### Required task A
Answer these from the sustainable cities text:
(i) What master's degree does the instructor hold?
(ii) Which point of the United Nations 17-point plan is Sustainable Cities and Communities?
(iii) What percentage of urban expansion in the next decades will take place in developing countries?

==== Document excerpt

Sustainable Cities: Definition, Design & Planning

Instructor: Graig Delany

Graig teaches Architecture, Construction and Engineering Courses and has a Master of Architecture Degree

Sustainable cities are cities that are actively working toward sustainability. Major factors of sustainable cities are, but not limited to water, air pollution, energy, and waste.

Sustainable City

Imagine a city designed and planned so well that there was never any traffic or pollution. That waste was minimized and that the city generated its own power. What you are imagining is an EcoCity, or a sustainable city and the future of the world might depend on its success.

Definition

Experts, as well as the dictionary, have yet to define what a sustainable city is, however, the general consensus is that it is a city that minimizes the inputs and outputs. Meaning, they use fewer resources and create less waste. So what does sustainable mean? Is it simply the ability to sustain? In the context of sustainable cities, there is an underlying consideration of the environmental impact. These factors include, but are not limited to, water, air pollution, energy, and waste. With over half the world's population living in cities, there is a desire to make cities work better and healthier. The United Nations is trying to address this problem by creating a 17-point plan for the sustainable development of the world.

Point 11 is Sustainable Cities and Communities, and as it points out ''95% of urban expansion in the next decades will take place in developing countries.'' The experts all seem to agree that existing cities and new cities will need to be thought of in more sustainable terms. This article will look at the United Nations plan, as well as a city from scratch and some retrofit solutions.

========
==== Material shown

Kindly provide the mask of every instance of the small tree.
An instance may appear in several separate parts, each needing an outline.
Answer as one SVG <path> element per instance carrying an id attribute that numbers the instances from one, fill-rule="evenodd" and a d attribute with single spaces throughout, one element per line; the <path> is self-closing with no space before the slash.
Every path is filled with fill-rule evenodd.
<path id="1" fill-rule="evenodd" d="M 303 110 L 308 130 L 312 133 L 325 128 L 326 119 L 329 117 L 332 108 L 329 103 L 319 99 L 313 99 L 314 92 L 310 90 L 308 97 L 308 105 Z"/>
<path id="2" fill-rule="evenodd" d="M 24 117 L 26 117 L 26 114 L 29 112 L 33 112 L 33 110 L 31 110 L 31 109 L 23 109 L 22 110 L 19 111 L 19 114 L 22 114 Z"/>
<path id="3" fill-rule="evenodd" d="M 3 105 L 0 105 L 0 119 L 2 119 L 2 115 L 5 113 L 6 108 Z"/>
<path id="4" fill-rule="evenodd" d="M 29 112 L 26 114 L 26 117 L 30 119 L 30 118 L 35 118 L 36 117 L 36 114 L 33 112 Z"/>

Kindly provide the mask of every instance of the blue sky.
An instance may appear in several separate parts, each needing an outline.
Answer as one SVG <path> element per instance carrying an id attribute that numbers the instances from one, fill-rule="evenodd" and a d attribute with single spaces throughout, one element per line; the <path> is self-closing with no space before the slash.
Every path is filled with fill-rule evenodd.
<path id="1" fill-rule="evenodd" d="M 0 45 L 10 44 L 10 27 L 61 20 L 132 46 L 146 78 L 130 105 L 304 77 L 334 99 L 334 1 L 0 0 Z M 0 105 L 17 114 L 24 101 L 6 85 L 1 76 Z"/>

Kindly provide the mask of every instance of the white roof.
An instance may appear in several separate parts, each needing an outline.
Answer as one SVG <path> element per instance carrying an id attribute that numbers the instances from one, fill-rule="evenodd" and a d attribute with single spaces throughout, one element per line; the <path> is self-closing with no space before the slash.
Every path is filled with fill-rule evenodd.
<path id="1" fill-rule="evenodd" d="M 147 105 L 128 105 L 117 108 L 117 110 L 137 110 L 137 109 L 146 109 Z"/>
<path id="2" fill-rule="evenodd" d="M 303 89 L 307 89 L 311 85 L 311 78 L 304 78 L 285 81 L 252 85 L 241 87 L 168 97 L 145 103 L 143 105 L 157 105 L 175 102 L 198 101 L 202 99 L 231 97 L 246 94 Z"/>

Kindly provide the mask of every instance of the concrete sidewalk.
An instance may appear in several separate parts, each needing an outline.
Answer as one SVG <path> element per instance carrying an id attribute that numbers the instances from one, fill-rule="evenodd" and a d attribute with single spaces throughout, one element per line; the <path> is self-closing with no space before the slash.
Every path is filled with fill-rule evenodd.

========

### Required task B
Give the entries, from the first line down to and including the line containing "105 L 0 105", as a JSON list of strings with one string per line and blank lines omitted.

### Final result A
(i) A Master of Architecture
(ii) Point 11
(iii) 95%

### Final result B
[
  "Kindly provide the mask of every instance of the small tree.",
  "An instance may appear in several separate parts, each needing an outline.",
  "Answer as one SVG <path> element per instance carrying an id attribute that numbers the instances from one, fill-rule=\"evenodd\" and a d attribute with single spaces throughout, one element per line; the <path> is self-closing with no space before the slash.",
  "Every path is filled with fill-rule evenodd.",
  "<path id=\"1\" fill-rule=\"evenodd\" d=\"M 303 110 L 308 130 L 312 133 L 325 128 L 326 119 L 329 117 L 332 108 L 329 103 L 319 99 L 313 99 L 314 92 L 310 90 L 308 97 L 308 105 Z\"/>",
  "<path id=\"2\" fill-rule=\"evenodd\" d=\"M 24 117 L 26 117 L 26 114 L 29 112 L 33 112 L 33 110 L 31 110 L 31 109 L 23 109 L 22 110 L 19 111 L 19 114 L 22 114 Z\"/>",
  "<path id=\"3\" fill-rule=\"evenodd\" d=\"M 3 105 L 0 105 L 0 119 L 2 119 L 2 115 L 5 113 L 6 108 Z\"/>"
]